* START *

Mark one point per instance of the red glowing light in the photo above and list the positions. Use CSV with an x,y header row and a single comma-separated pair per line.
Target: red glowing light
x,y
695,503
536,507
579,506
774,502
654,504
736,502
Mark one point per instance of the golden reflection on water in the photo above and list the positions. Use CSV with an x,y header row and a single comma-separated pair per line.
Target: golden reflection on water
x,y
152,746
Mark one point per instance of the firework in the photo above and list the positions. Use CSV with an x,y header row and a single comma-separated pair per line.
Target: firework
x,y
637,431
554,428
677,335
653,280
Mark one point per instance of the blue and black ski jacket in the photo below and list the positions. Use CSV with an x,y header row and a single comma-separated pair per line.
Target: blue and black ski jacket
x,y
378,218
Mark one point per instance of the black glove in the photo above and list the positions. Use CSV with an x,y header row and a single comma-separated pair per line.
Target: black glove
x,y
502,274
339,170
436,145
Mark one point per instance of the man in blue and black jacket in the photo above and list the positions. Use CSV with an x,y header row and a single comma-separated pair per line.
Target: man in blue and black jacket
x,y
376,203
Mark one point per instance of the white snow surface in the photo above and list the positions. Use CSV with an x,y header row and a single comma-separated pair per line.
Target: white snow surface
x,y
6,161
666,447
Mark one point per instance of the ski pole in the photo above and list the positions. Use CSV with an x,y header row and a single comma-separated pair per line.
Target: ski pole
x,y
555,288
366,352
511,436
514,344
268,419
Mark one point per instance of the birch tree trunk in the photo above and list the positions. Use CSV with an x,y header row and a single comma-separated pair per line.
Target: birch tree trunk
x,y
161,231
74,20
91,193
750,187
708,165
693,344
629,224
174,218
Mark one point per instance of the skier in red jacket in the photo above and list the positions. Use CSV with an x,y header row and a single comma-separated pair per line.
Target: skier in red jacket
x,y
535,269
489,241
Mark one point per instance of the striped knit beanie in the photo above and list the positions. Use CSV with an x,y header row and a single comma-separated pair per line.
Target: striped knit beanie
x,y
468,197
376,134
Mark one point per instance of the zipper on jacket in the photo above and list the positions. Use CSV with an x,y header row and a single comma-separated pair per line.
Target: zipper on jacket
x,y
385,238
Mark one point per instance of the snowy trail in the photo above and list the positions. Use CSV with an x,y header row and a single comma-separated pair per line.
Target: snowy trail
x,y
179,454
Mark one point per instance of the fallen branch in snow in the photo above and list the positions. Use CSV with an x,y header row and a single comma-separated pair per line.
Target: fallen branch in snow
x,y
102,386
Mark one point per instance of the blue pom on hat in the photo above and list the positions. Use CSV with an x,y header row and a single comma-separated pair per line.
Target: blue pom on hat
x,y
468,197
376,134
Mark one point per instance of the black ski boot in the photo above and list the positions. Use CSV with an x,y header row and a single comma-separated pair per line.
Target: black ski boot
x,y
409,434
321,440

* END *
* START *

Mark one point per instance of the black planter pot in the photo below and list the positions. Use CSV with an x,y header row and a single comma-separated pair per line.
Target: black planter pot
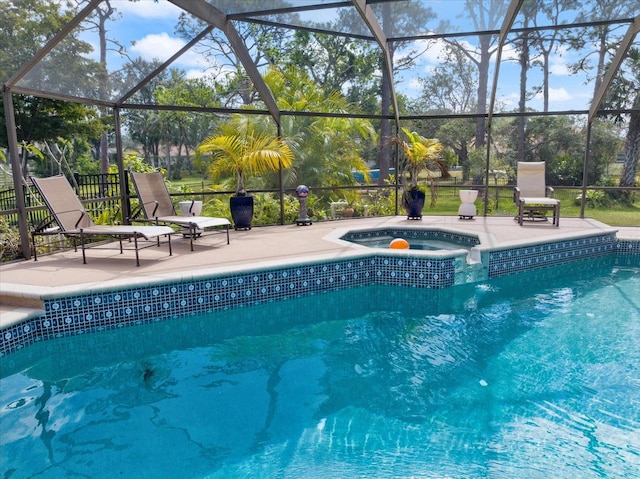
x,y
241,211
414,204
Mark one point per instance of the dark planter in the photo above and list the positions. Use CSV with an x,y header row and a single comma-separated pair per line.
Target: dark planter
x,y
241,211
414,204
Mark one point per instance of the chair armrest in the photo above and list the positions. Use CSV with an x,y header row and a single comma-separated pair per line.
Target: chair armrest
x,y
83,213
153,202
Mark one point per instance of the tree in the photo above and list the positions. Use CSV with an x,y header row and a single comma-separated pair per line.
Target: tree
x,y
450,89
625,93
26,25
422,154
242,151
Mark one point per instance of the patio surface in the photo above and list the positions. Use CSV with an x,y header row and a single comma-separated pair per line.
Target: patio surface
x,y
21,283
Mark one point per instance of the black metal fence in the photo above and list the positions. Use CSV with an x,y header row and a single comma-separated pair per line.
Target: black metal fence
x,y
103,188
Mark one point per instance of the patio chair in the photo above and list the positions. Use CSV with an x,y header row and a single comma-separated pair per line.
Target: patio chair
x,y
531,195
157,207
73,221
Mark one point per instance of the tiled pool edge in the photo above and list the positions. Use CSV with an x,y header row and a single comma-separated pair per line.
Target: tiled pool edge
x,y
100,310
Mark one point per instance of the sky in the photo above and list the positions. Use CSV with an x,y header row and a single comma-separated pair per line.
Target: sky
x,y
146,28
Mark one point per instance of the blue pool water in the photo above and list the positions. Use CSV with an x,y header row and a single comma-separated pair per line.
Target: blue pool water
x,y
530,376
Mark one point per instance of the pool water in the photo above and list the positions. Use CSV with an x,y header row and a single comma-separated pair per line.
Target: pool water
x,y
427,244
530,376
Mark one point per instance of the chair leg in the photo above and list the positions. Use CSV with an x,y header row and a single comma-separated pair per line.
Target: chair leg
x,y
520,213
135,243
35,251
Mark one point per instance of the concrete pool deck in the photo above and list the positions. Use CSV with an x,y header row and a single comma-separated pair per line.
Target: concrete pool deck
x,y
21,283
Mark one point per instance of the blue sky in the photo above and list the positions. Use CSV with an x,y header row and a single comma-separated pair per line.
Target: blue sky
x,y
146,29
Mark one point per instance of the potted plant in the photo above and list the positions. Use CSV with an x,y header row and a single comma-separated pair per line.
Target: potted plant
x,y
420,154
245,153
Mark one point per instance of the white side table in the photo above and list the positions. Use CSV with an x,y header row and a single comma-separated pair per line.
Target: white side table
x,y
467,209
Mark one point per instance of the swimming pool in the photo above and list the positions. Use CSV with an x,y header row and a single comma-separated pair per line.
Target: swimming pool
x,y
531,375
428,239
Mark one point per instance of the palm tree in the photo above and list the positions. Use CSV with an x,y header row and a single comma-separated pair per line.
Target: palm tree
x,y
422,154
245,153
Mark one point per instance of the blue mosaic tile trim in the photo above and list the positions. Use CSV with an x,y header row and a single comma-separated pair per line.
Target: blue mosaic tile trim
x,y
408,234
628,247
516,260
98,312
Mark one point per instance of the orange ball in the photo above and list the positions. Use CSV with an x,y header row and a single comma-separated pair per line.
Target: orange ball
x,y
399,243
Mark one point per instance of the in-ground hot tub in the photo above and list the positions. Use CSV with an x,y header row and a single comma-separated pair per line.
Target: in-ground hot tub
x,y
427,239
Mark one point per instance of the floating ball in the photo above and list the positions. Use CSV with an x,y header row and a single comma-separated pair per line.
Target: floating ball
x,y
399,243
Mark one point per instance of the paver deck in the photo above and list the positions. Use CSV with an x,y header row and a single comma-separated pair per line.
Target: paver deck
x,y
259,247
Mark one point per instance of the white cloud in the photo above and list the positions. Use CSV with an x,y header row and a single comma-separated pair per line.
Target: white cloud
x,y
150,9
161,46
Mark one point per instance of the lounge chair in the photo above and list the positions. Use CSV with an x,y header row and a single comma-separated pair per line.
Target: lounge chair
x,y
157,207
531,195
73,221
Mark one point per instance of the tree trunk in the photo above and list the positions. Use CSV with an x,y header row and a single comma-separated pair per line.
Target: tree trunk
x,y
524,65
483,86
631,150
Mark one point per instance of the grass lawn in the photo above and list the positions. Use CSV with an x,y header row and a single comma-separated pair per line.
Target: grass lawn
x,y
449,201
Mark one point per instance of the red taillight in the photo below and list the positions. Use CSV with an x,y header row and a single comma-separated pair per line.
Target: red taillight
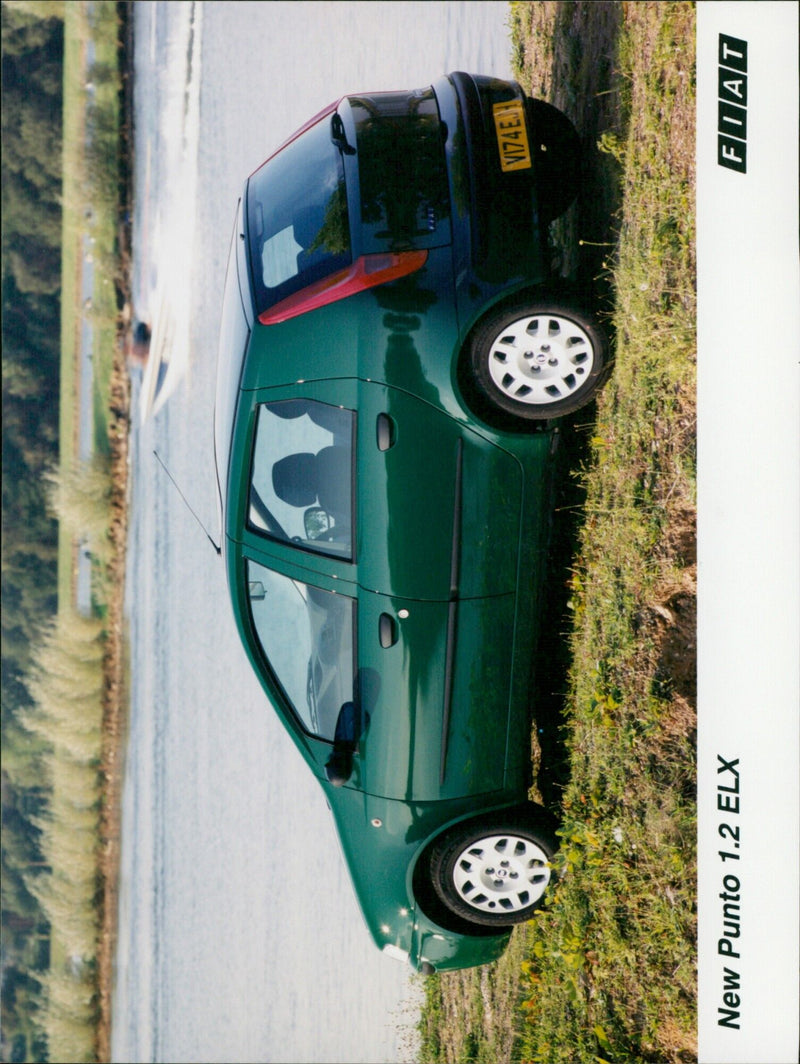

* END *

What is being asked: Report only the number of lines in the material above that contain the string "deck", with case treated as significant.

Output of the exercise: 4